Report each line in the records below that contains the string "bull" and copy those lines in full.

[DATA SECTION]
§
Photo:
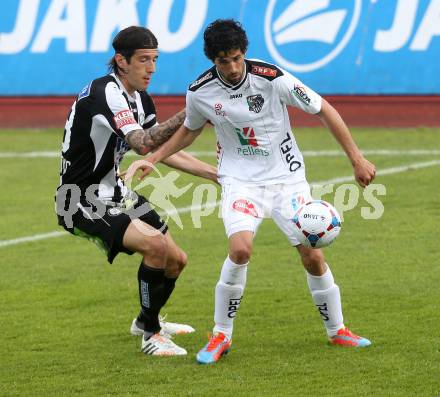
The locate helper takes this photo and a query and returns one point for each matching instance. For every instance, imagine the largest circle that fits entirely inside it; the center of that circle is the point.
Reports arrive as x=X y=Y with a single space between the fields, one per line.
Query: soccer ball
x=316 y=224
§
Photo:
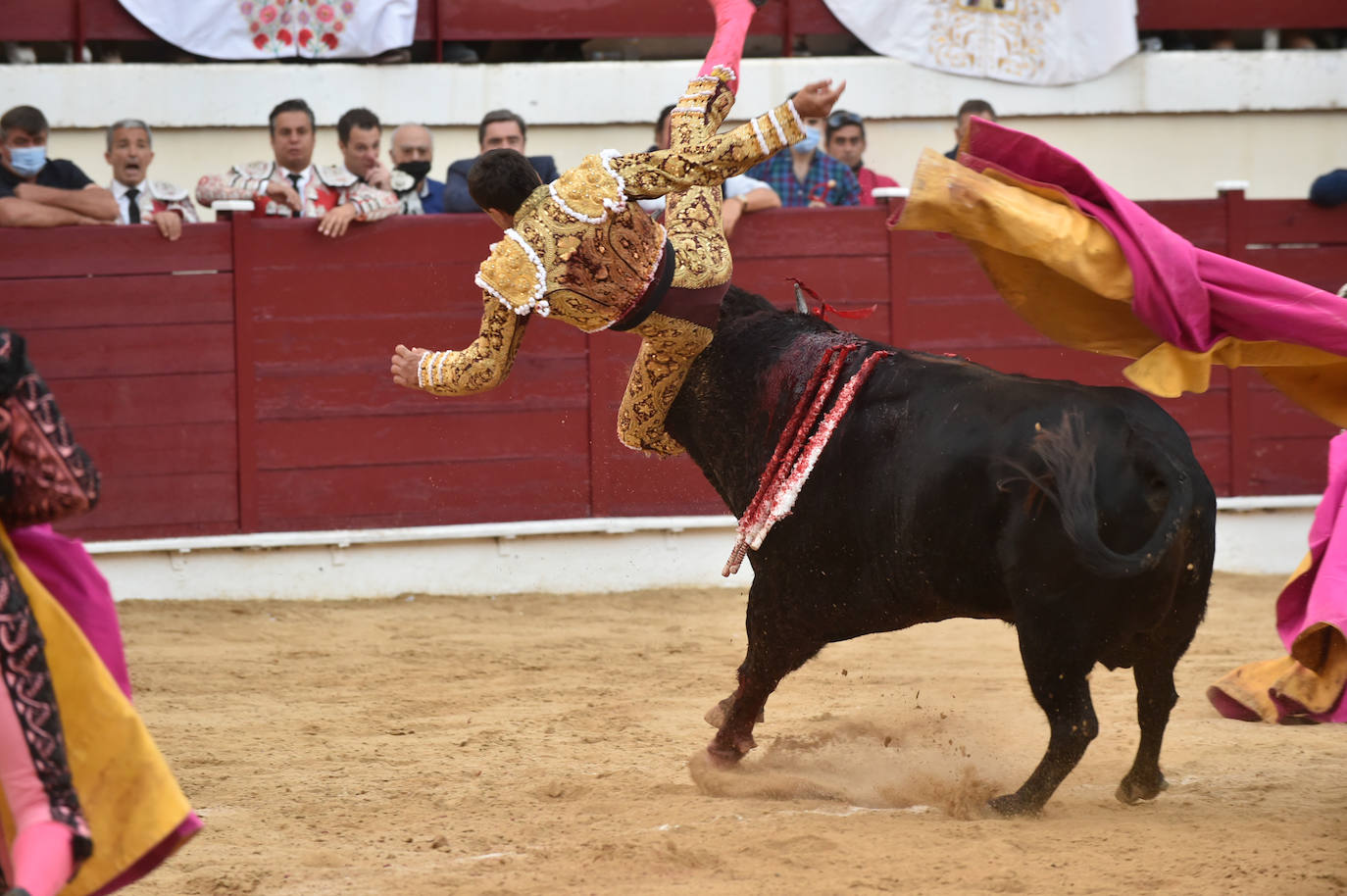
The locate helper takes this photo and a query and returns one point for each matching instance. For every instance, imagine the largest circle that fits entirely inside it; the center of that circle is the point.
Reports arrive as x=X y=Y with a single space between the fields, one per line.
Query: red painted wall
§
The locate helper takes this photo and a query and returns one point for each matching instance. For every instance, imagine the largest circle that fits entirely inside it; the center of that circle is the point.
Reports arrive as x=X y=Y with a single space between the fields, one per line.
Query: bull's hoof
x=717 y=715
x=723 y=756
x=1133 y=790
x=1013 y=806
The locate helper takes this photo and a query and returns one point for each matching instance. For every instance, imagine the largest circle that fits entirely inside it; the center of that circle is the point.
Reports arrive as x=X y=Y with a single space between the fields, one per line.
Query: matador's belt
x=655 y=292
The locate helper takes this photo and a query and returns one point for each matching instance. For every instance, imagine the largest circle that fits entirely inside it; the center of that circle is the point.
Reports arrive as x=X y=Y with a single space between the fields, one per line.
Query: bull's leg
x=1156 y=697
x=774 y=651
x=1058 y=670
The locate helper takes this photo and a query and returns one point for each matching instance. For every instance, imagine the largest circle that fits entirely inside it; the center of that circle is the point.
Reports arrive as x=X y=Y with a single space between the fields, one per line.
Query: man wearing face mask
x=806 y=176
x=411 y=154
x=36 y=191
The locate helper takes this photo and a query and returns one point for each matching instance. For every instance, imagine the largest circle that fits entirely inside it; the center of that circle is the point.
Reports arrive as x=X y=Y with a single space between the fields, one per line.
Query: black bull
§
[RESPONSE]
Query: bull's hoof
Query: bull's leg
Query: black bull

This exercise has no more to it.